> MATERIALS PROVIDED
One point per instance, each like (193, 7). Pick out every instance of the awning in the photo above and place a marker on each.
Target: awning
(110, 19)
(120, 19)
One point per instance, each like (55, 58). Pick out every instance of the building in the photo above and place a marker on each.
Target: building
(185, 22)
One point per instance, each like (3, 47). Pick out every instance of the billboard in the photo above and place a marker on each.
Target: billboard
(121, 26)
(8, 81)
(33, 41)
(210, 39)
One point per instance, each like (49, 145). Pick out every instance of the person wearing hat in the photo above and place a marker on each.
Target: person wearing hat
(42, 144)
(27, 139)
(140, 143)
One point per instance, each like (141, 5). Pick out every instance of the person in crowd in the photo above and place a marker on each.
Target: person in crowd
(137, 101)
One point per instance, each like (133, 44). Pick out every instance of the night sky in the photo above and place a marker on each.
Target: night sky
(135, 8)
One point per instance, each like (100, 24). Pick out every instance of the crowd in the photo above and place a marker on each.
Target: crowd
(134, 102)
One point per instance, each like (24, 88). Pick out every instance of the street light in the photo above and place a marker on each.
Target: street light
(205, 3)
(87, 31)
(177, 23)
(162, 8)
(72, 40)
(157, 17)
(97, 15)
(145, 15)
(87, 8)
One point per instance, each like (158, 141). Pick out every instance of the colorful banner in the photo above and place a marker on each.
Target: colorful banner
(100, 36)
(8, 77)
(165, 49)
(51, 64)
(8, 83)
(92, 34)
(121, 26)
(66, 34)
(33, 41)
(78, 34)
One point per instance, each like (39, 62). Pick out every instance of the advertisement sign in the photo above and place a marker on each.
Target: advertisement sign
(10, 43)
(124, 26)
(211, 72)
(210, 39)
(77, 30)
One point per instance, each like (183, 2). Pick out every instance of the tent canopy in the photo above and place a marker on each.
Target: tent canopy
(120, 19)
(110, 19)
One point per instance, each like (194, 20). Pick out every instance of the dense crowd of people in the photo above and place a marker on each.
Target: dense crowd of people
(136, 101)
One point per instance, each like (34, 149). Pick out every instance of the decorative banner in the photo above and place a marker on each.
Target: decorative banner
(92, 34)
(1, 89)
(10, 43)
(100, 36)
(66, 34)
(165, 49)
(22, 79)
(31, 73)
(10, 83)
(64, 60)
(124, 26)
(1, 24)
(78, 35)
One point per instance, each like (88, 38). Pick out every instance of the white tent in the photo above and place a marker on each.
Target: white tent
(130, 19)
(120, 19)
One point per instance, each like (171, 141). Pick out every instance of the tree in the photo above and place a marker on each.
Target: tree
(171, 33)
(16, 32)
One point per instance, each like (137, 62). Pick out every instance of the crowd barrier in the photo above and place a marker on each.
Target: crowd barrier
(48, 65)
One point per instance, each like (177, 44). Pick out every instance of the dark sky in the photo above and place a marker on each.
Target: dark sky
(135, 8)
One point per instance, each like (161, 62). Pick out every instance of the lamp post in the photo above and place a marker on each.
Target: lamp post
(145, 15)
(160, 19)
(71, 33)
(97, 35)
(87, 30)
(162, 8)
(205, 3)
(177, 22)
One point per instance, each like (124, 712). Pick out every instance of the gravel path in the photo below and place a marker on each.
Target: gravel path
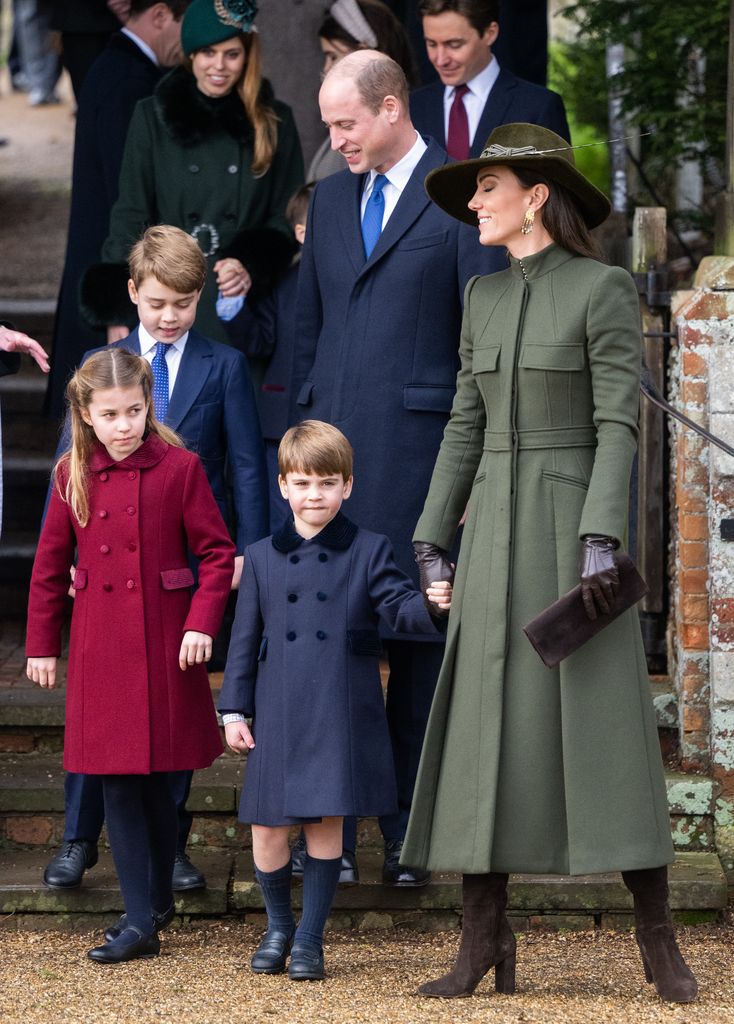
(202, 978)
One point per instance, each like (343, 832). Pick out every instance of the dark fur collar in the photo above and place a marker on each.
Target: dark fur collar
(337, 535)
(191, 118)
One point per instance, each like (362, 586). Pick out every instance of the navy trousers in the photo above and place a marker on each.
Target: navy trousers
(85, 806)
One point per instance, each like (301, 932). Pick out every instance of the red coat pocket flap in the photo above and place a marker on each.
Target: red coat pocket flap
(176, 579)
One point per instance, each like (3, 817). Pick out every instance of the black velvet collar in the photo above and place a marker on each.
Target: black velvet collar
(337, 535)
(191, 118)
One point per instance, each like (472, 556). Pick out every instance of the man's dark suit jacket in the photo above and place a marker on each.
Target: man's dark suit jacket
(119, 78)
(213, 409)
(510, 100)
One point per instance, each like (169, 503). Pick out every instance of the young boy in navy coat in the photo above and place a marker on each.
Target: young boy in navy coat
(303, 666)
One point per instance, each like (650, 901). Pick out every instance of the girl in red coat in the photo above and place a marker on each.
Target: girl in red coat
(133, 503)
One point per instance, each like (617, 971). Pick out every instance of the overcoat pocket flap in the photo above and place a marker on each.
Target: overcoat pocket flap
(567, 357)
(304, 395)
(176, 579)
(484, 359)
(364, 642)
(428, 397)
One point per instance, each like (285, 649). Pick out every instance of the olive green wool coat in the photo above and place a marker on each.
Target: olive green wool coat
(526, 768)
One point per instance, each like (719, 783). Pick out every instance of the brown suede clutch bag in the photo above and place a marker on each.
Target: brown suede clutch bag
(564, 626)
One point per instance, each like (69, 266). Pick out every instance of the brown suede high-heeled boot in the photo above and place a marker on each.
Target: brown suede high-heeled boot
(486, 941)
(661, 960)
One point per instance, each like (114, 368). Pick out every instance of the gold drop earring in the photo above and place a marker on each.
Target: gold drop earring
(528, 221)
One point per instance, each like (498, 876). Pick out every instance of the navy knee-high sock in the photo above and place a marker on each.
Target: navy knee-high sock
(275, 888)
(319, 885)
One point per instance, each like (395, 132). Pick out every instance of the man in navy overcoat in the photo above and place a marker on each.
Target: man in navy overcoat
(459, 37)
(377, 350)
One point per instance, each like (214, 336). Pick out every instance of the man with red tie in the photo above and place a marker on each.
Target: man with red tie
(474, 94)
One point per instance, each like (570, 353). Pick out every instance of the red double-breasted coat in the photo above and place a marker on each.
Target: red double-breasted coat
(130, 709)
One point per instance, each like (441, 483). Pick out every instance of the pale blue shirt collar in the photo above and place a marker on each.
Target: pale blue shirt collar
(140, 44)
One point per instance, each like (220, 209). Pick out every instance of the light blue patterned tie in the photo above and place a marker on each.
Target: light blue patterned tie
(160, 381)
(374, 212)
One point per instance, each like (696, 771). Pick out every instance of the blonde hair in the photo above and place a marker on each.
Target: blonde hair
(171, 256)
(111, 368)
(314, 446)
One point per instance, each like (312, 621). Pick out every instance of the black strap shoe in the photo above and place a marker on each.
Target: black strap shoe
(130, 944)
(306, 964)
(74, 858)
(185, 876)
(160, 923)
(270, 955)
(397, 875)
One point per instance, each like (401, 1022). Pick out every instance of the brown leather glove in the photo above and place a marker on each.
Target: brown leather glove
(599, 573)
(433, 566)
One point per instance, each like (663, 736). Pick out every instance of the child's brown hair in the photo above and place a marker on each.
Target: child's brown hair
(111, 368)
(314, 446)
(171, 256)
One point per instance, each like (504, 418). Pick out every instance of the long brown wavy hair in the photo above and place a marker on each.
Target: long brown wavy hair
(111, 368)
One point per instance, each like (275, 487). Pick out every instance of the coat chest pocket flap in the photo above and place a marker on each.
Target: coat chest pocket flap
(567, 358)
(484, 360)
(176, 579)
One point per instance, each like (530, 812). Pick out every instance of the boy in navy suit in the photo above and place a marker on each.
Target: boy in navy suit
(202, 390)
(303, 665)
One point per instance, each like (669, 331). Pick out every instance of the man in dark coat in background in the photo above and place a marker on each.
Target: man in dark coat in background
(459, 38)
(377, 349)
(125, 73)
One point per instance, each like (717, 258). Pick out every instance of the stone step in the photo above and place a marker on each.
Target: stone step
(698, 893)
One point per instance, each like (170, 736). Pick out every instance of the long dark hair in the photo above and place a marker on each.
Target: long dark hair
(561, 216)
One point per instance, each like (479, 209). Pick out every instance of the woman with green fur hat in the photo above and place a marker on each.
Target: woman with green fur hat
(526, 768)
(211, 152)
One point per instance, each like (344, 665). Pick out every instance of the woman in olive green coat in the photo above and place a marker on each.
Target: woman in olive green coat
(526, 768)
(211, 152)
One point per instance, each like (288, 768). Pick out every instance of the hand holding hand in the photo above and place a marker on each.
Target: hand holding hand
(433, 566)
(599, 574)
(239, 736)
(196, 648)
(42, 671)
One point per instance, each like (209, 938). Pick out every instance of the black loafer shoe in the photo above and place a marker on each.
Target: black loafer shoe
(270, 955)
(130, 944)
(306, 964)
(74, 858)
(395, 873)
(160, 923)
(349, 875)
(298, 856)
(185, 876)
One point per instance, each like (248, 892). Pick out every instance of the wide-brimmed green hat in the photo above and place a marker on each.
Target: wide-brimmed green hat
(209, 22)
(537, 148)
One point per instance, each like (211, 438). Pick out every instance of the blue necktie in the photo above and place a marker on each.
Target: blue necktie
(374, 212)
(160, 381)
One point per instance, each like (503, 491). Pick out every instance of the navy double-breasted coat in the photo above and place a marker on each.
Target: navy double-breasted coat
(303, 664)
(130, 709)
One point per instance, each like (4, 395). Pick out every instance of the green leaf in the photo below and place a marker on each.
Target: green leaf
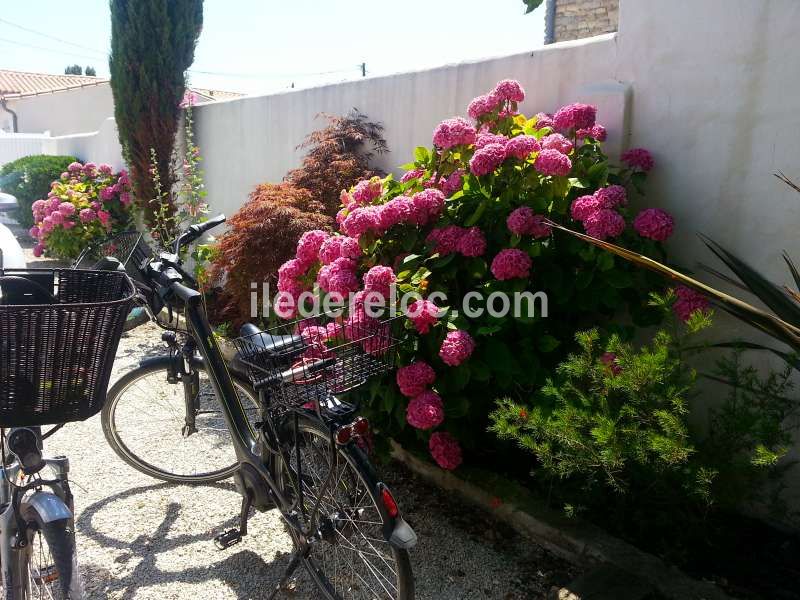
(547, 343)
(421, 154)
(531, 5)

> INSTRUCTIONS TO FOLLOW
Write down, word for word, the lines above from the one containing "One point per instance, each like (570, 353)." through the one containing "One point per instance, each like (401, 1022).", both ends included.

> ANSWER FOR THIS EXERCISE
One point per instance, each like (570, 353). Pick out every instance of the red double-breasted coat in the photo above and place a marker on each.
Target: red double-breasted coat
(130, 709)
One point per instance, each like (441, 483). Pick out every instance of the pale blue shirt collar in the photo above and place a marker on each.
Target: pale blue shirt collar
(140, 44)
One point per instance, each like (220, 209). Pick out every instance of the light blue patterned tie in the photo above and place a marker on each.
Target: light blue patterned tie
(160, 381)
(374, 212)
One point per instance, each like (696, 771). Pick out every instance of the blonde hair in the photo above and place a marker on each.
Target: blonde hair
(171, 256)
(111, 368)
(314, 446)
One point per instance, each like (312, 621). Pick out every instance of the black strap shoe in the photo above and place a marker on each.
Target: black strap shoe
(130, 944)
(306, 964)
(74, 858)
(185, 876)
(160, 923)
(270, 955)
(397, 875)
One point per instance, each like (401, 1022). Pick out every instance of the brown leather glove in the photo above and place a marker on each.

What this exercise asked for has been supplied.